**CONSIGNE ÉCRITE:**
Poursuivez le texte sur l'effondrement du système des partis en Italie, en reprenant juste après sa dernière phrase.

**TEXTE FOURNI:**
Le processus, sans précédent, a jeté le pays dans l'angoisse et attisé les passions.

La "partitocratie" a ainsi été balayée par les innombrables enquêtes judiciaires qui ont révélé l'ampleur de la corruption endémique du système.

Les référendums du 18 avril 1993, qui ont appelé les Italiens à se prononcer sur des sujets aussi différents que la réforme électorale du Sénat, la suppression de certains ministères ou la dépénalisation de l'usage de la drogue, ont marqué un tournant: le pays, à une écrasante majorité, a réclamé l'adoption d'un mode de scrutin majoritaire, indispensable pour mettre un terme à la I République; la situation économique a exigé de nombreux sacrifices pour réduire le déficit public et mettre à profit la dévaluation de la lire. Pour l'Italie a commencé l'expérience d'un phénomène pratiquement inédit en temps de paix: la dissolution d'un "régime" (terme controversé, lui aussi).

Le système, né après la guerre - qui a instauré la proportionnelle, fermé la porte à l'alternance face à une démocratie-chrétienne toute-puissante et exclu, pareillement, l'opposition (dont le Parti communiste avait l'hégémonie) de la gestion des affaires - s'est littéralement effondré.

La fin du communisme soviétique et de la confrontation des deux blocs a miné le système à la base, affaiblissant alors le pouvoir politique, ce qui a laissé le champ libre aux magistrats.

L'enquête "mains propres", lancée à Milan le 17 février 1992, qui a fait tache d'huile dans tout le pays, a donné le coup de grâce à un système chancelant.

Les juges, avec une détermination impensable quelques années plus tôt, ont mis au jour la corruption généralisée du système des partis. Les liens entre pègre et classe politique Ils ont en effet réussi à prouver la dégénérescence d'un système où la corruption des hommes politiques reposait sur la complicité d'hommes d'affaires qui acceptaient de se faire rançonner pour rafler d'appétissants marchés publics.

L'arrestation de certains des principaux chefs de file de l'industrie et de la finance - parmi lesquels les présidents des deux grands holdings d'État, l'ENI (Office national des hydrocarbures) et l'IRI (Institut pour la reconstruction industrielle), et certains hauts dirigeants du plus puissant groupe italien, Fiat - a permis aux juges de reconstruire en partie la carte de la corruption.

Les conséquences en ont parfois été dramatiques: suicide à la fin du mois de juillet de Gabriele Cagliari (à la tête de l'ENI) et de Raul Gardini, l'un des hommes symbole des années quatre-vingt. En l'espace de quelques mois, de nombreux parlementaires italiens (10%) ont été placés sous enquête judiciaire, parmi lesquels d'éminentes personnalités comme Bettino Craxi, ancien président du Conseil et ex-secrétaire du Parti socialiste, seul maître à bord jusqu'en 1992, puis devenu l'incarnation suprême de la corruption.

En avril 1993, la Chambre des députés a refusé de lever son immunité parlementaire alors qu'il était sous le coup de chefs d'inculpation des plus graves.

**EXTRAIT DE SOURCE:**
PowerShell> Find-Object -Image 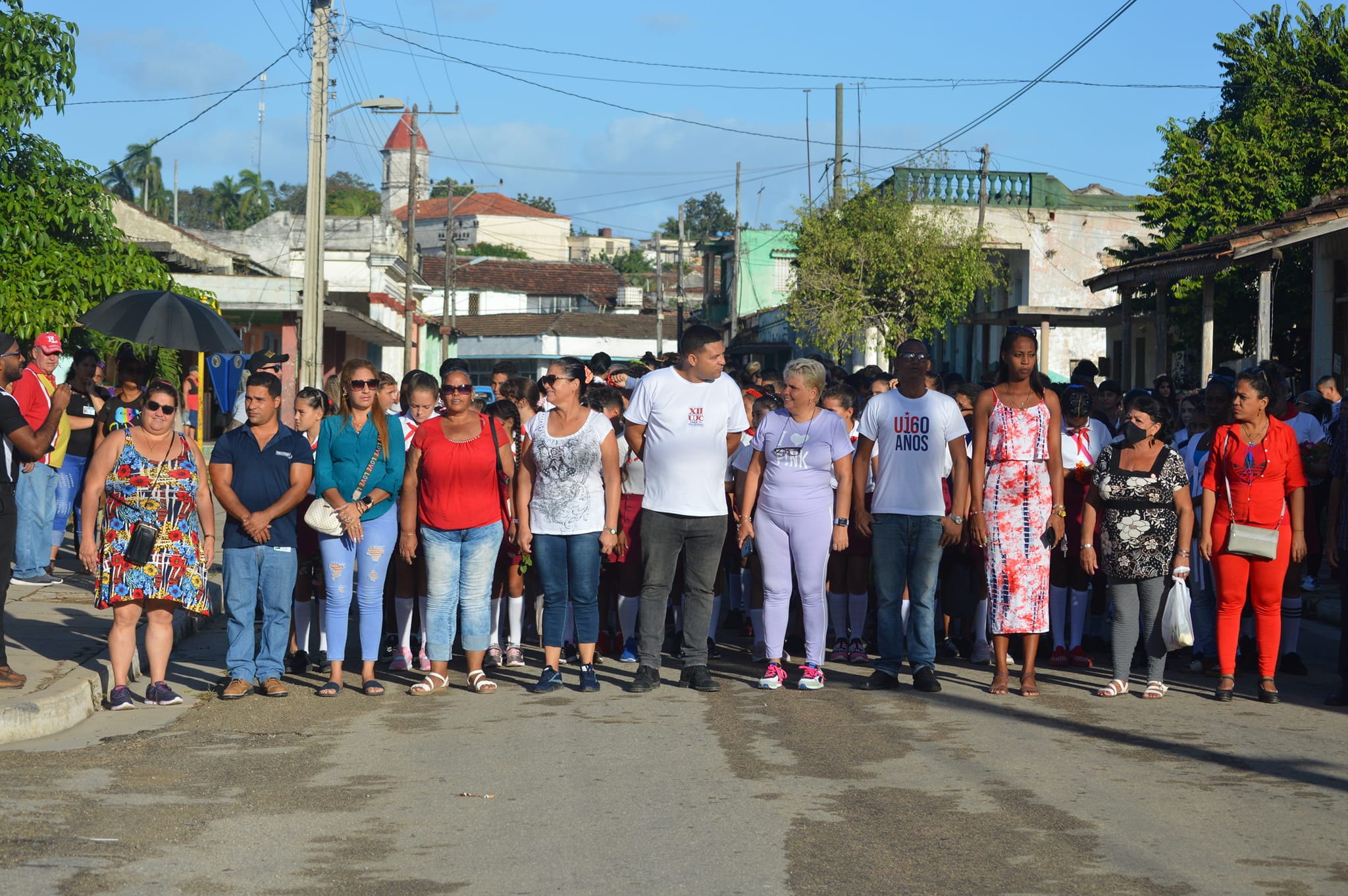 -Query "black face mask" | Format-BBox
[1123,420,1147,447]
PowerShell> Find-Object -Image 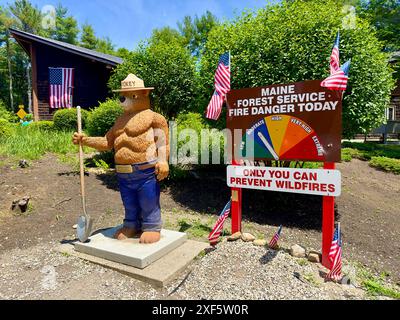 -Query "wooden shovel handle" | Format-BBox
[76,106,87,216]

**RÉPONSE AU PROBLÈME:**
La décision du Parlement, interprétée comme une auto-absolution, a provoqué un tollé général et des manifestations dans tout le pays.

Le 4 août, les députés votaient, finalement, en sens inverse: pour la levée. Tout aussi emblématique a été le cas de Giulio Andreotti, illustration exemplaire de l'inamovibilité du pouvoir démocrate-chrétien pendant près d'un demi-siècle.

Cité plusieurs fois lors des épisodes les plus sombres de l'histoire italienne récente, toujours innocenté, G.

Andreotti a été inculpé de collusion avec le crime organisé, en 1993 à la suite de témoignages de mafieux repentis.

Au-delà même des résultats des enquêtes, avec cette inculpation, c'est la classe politique, dont la puissance reposait sur les malversations et les relations ambiguës avec l'organisation criminelle, qui est tombée en disgrâce. Les enquêtes judiciaires ont révélé, au début de l'année 1993, les liens ambigus entretenus par les hommes politiques et la mafia en Sicile, la camorra en Campanie et la n'drangheta en Calabre. L'arrestation de quelques "parrains" - à commencer par celle de Toto' Riina, en cavale depuis plus de vingt ans ou celle de Giuseppe Pulvirenti - a témoigné, selon plusieurs commentateurs, de la complicité très large dont bénéficiait la pègre.

L'opinion publique a pris conscience de la nécessité de faire barrage à l'expansion de la criminalité organisée et le pays s'est mobilisé pour protester contre l'attentat du 27 mai 1993 dans le centre historique de Florence, qui a coûté la vie à cinq personnes et endommagé la galerie des Offices (musée dont la collection d'art italien est de première importance).

Même réaction le 28 juillet après l'explosion de bombes dans le centre de Milan (5 morts) et à Rome où l'église Saint-Georges-au-Velabre et la cathédrale Saint-Jean-de-Latran, dont l'évêque titulaire est le pape lui-même, ont été sérieusement endommagées. Voilà le contexte dans lequel il faut resituer le mouvement référendaire animé par Mario Segni, ancien député démocrate-chrétien, engagé depuis longtemps dans la campagne pour la réforme de la loi électorale.

Dans ce contexte, le 18 avril 1993, plus de 80% des Italiens ont plébiscité une réforme instaurant un mode de scrutin majoritaire pour l'élection du Sénat.

La Commission ad hoc des deux chambres, créée après les législatives d'avril 1992, n'avait pas réussi à trouver un accord sur ladite réforme.

Les urnes ont tranché.

Les partis ont dû, dès lors, prendre leurs responsabilités.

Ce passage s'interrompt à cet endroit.